## Records to process
----
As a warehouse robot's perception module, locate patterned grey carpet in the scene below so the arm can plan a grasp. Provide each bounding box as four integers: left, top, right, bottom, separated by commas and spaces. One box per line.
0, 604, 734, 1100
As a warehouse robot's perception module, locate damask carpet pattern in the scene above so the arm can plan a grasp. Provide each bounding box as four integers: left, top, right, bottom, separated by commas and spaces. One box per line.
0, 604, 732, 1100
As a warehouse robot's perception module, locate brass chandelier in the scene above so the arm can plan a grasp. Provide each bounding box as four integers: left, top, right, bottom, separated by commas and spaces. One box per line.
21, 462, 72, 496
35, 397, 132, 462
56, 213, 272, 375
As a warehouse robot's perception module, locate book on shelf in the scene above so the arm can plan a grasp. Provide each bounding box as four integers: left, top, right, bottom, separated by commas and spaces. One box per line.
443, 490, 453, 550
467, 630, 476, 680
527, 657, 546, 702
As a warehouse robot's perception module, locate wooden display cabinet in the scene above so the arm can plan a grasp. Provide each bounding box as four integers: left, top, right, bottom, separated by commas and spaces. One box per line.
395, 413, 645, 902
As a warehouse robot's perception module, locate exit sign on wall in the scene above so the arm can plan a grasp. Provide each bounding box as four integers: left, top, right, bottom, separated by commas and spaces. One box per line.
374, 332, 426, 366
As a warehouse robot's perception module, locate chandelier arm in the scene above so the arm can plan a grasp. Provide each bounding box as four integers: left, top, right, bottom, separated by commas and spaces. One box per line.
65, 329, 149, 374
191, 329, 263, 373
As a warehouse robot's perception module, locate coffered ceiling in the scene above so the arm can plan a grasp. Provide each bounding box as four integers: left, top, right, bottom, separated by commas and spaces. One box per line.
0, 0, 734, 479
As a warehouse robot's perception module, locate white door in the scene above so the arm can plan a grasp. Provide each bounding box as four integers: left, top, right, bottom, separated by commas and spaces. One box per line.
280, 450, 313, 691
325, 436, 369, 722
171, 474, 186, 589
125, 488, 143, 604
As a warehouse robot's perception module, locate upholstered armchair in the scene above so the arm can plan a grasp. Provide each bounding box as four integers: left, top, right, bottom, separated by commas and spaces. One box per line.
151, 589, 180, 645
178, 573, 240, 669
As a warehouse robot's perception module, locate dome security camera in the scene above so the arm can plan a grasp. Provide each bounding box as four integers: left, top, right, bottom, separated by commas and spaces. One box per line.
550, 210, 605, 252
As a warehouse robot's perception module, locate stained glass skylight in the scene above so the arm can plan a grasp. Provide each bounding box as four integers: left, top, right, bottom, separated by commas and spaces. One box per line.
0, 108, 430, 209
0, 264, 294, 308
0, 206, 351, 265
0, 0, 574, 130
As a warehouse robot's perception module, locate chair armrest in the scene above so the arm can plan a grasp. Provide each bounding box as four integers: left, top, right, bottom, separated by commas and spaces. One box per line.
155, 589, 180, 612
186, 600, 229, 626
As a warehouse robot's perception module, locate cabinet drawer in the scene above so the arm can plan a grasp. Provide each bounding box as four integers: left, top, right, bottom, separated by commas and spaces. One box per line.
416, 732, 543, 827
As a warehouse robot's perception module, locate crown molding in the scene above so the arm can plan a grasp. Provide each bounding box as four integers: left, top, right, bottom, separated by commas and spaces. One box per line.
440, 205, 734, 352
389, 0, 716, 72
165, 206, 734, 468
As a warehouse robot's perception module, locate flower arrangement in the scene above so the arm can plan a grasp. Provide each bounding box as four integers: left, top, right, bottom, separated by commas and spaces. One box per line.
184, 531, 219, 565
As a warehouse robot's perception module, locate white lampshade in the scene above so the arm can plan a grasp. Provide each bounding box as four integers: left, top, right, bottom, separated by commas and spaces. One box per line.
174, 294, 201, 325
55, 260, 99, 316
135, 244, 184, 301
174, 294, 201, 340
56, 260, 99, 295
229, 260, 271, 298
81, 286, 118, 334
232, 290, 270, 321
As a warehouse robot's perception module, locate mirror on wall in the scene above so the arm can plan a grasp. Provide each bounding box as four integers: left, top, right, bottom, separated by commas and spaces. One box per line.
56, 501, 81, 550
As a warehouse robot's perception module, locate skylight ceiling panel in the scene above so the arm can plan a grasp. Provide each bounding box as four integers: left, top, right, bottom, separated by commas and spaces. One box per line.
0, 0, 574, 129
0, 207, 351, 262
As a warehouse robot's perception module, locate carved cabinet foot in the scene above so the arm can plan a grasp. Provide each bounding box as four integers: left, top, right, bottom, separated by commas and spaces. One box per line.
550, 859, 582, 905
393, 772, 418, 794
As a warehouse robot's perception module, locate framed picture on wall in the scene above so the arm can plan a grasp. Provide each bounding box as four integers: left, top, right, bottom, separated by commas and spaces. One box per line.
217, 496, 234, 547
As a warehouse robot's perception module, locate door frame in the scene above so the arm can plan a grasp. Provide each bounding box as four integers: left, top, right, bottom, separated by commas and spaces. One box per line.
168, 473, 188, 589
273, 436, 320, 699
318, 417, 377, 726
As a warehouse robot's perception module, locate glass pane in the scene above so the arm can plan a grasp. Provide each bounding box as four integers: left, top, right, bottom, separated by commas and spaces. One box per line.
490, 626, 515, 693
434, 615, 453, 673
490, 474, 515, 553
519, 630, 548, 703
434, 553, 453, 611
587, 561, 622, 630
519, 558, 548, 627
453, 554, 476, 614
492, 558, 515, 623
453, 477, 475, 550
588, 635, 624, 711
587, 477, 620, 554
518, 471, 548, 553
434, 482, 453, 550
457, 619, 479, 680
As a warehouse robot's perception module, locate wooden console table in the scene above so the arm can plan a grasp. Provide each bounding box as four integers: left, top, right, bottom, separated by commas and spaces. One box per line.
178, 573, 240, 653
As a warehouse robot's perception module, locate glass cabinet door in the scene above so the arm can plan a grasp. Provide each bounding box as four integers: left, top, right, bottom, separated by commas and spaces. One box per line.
----
## What you need to do
Present the records above as a numbered list, one record per item, with blank lines omitted.

## Reply to the task
1. As a warehouse robot's perception module, locate patterned grey carpet in the scene below so the arm can plan a grasp. Provide each bounding box as four integers: left, top, right, bottom, separated by commas and spaces. One box per line.
2. 0, 604, 734, 1100
3. As a warehouse robot's perception module, locate damask carpet pattern in the scene above so the arm can plan a grasp. Provide each bounding box as four integers: left, top, right, bottom, separated by commas and spaces. One box per line.
4. 0, 604, 732, 1100
5. As a warehouse robot's perception module, locate brass chandelier in the scene above so the arm can plan a grasp. Provide each bounding box as four integers: left, top, right, bottom, separated by commas and spaces. One box per line.
6. 21, 462, 72, 496
7. 35, 397, 132, 462
8. 56, 213, 272, 375
9. As a warehouse robot's perception module, locate book on shelf in the scene above so the arm can plan a grasp. Provide each bounding box as four integers: left, top, right, bottom, separated by commas and spaces. One box per line.
10. 443, 490, 453, 550
11. 467, 630, 476, 680
12. 527, 657, 546, 702
13. As a warehouse robot's perception module, locate wooden display cabinet in the scene above so the arm can plan a grasp. Provide each bounding box as four integers: left, top, right, bottom, separated by commas and spaces. One box per line.
14. 395, 413, 645, 902
15. As a warehouse robot's perception module, locate exit sign on wall in the scene above so the arm can plan a grasp. Provide each bounding box as four integers: left, top, right, bottom, separated by commas and spaces. One box per line.
16. 374, 332, 426, 366
17. As a warehouse robot's perception module, locate chandelier arm in the scene above so the arm can plan a grasp. Provide each bounding box as four integers: left, top, right, bottom, separated by commas and spaces. One box per line.
18. 65, 329, 149, 374
19. 191, 329, 263, 373
20. As a warehouse robot's perception module, locate coffered ceiling in the scene above so the arm can plan a grasp. Provide each bounding box as four integers: left, top, right, bottom, separated by commas and spaces. One box per line.
21. 0, 0, 734, 479
22. As a warehouse robot's perception module, locate white door in the scene above so the arm can plan a grasp. Provide each bounding box as four integers: left, top, right, bottom, separated by commas and spaces. One box per line.
23. 280, 450, 313, 691
24. 325, 436, 369, 722
25. 171, 474, 186, 589
26. 125, 488, 143, 604
27. As a warehouse robot's perception module, locate upholstered armchair in the scene above so the arm can plan a grasp. Provide each bounding box as four integers: left, top, right, bottom, separated by commas and spaces. One box per line.
28. 151, 589, 180, 645
29. 178, 573, 240, 669
30. As a warehouse robot's perception module, locate dome security camera in the scene above so the arm can plan a grasp. Provide each bounding box as four integers: left, top, right, bottom, separated by commas and spaces. One box per line.
31. 550, 210, 605, 252
32. As a warehouse robot's perception module, locate stained glass skylight in the scene above so the arm can plan a grasp. Provide each bounding box as four integers: left, top, right, bottom, separated by commas and spaces. One box per line.
33. 0, 108, 430, 209
34. 0, 264, 294, 308
35. 0, 206, 351, 265
36. 0, 0, 574, 130
37. As a warehouse robot's perception module, locate chair armrest in the scene above so the arm can plan a grasp. Provide each bounding box as four integers: left, top, right, bottom, separated by commas and spaces. One box per line.
38. 155, 589, 180, 612
39. 186, 600, 229, 626
40. As a warehouse robot's perception module, locate cabinet drawer in the scene above so the arm can plan a grasp. Provide each bounding box as four integers: left, top, right, bottom, separated by commas and spaces. One box per line.
41. 416, 732, 543, 827
42. As a warehouse robot's perception module, locate crown molding in the scene above so the arm can plan a grasp. Provide each bounding box as four integers: left, top, right, bottom, separated by commas and spaces. One box per line.
43. 440, 205, 734, 352
44. 389, 0, 716, 72
45. 165, 206, 734, 468
46. As a warehouse robot's perception module, locate flower arrangement in the scene above so the arm can plan a grasp. Provide each bounding box as four integers: left, top, right, bottom, separated by commas and spaces. One box per line.
47. 184, 531, 219, 565
48. As a warehouse robot's perception module, locate white lampshade in the scene above so the arm can plan a grasp. Provide each bounding box as four integers: left, top, right, bottom, separated by commas and spaces. One box per line.
49. 174, 294, 201, 325
50. 55, 260, 99, 316
51. 135, 244, 184, 301
52. 174, 294, 201, 340
53. 56, 260, 99, 295
54. 229, 260, 271, 298
55. 81, 286, 118, 334
56. 232, 290, 270, 321
57. As a warehouse robot's perception module, locate mirror on wall in the scene above so the arm can plan a grasp. Provide each bounding box as four integers: left, top, right, bottom, separated by commas and spaces. One box per line.
58. 56, 501, 81, 550
59. As a warehouse robot's perception module, locate skylight ceiling panel in the scene above so the arm can plan a grasp. Provide each bounding box as four integers: left, top, right, bottom, separated by commas and spaces. One box per line.
60. 0, 0, 574, 129
61. 0, 207, 351, 262
62. As a warehouse robot's perception module, locate carved cabinet foot in the scene above so the arm can plan a grasp. Provide each bounding box as four integers: left, top, right, bottom, separated by commas and spaces. One box per line.
63. 550, 859, 582, 905
64. 393, 772, 418, 794
65. As a warehouse robot's perception module, locate framed picture on wall in the scene above so the arm can plan a grasp. Provide each bounding box as four integers: left, top, right, bottom, separated by commas and spaces. One box per line.
66. 217, 496, 234, 547
67. As a warehouse robot's perception module, locate door frame in the scene above so the arm can plan a grasp. Provide each bounding box as four integers: left, top, right, bottom, separated by commas and spaces. One box per line.
68. 168, 473, 188, 589
69. 273, 436, 320, 699
70. 318, 417, 377, 726
71. As a warehouse robot's perception module, locate glass pane in the scene above so the arm can plan a grasp. Provide each bounding box as four integers: left, top, right, bottom, separated by commas and spaces. One box per line.
72. 490, 626, 515, 693
73. 434, 615, 453, 673
74. 490, 474, 515, 553
75. 519, 630, 548, 703
76. 434, 553, 453, 611
77. 587, 561, 622, 630
78. 519, 558, 548, 627
79. 453, 554, 476, 614
80. 492, 558, 515, 623
81. 453, 477, 475, 550
82. 588, 635, 624, 711
83. 587, 477, 620, 554
84. 518, 471, 548, 553
85. 434, 482, 453, 550
86. 457, 619, 479, 680
87. As a warehouse robot's perception module, locate wooden console table in the scene above so the arm can plan a grasp. Provide each bounding box as four integers: left, top, right, bottom, separated by commas and spaces. One box per line.
88. 178, 573, 240, 653
89. As a warehouse robot's perception module, locate glass cabinet door in the scene above so the arm can plan a grasp. Provide each bounding box as four integers: left, top, right, bottom, separated by commas and spaces. One box per line.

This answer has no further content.